- 7-day stage race in the mountains, total 850-900km and 20,000m climbing
- Six in-line stages averaging 140km and 3,200m per stage
- One mountain time-trial of 15-20km and 1,200m climbing
This is clearly an endurance event. Each stage will take from 5 to 8 hours to complete, depending on the level of the rider, including between 3 and 5 hours of climbing on slopes averaging around 6.5%. The critical qualities to develop are:
- Power at lactate threshold
- The ability to repeat climbs at or near the lactate threshold power.
- The ability to recover and repeat the next day.
- Descending skills.
It is important to note that there is no such thing as a ‘one size fits all’ training plan. The optimum plan for you depends on your training history, available time and goals for the event, to mention just the most important variables. The advice that follows – and indeed all advice you’ll read anywhere that is not developed specifically for you by a coach – must therefore be taken as general guidelines only, to be adapted to your own situation.
With that in mind, let’s take a look at the macro structure. The 10 months between November and the Haute Route in late August are broken down into five distinct periods:
1. Transition period (November to December)
During the transition period you may take a short break from road cycling. Try mountain-biking, cyclocross or even practice another sport, such as running, swimming, or cross-country skiing. The summer races are won in the winter, however, and by December you should be back regularly on the bike, rested, recharged and motivated for a new season!
2. Base period (January to March)
The priority is to develop core skills and strength, which will improve your VO2max and FTP (Functional Threshold Power, the highest average power you can maintain for one hour). This means lots of work at both ends of the cadence scale, and intervals in Zones 3, 4 and 5.

* [YOUR GOAL] Reproduce word for word everything in the Haute Route training text from "- The ability to recover" down to "(November to December)".

* [COLLECTED MATERIAL]
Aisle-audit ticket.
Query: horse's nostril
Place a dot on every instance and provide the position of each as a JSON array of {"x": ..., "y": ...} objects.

* [COMPLETE OUTPUT]
- The ability to recover and repeat the next day.
- Descending skills.
It is important to note that there is no such thing as a ‘one size fits all’ training plan. The optimum plan for you depends on your training history, available time and goals for the event, to mention just the most important variables. The advice that follows – and indeed all advice you’ll read anywhere that is not developed specifically for you by a coach – must therefore be taken as general guidelines only, to be adapted to your own situation.
With that in mind, let’s take a look at the macro structure. The 10 months between November and the Haute Route in late August are broken down into five distinct periods:
1. Transition period (November to December)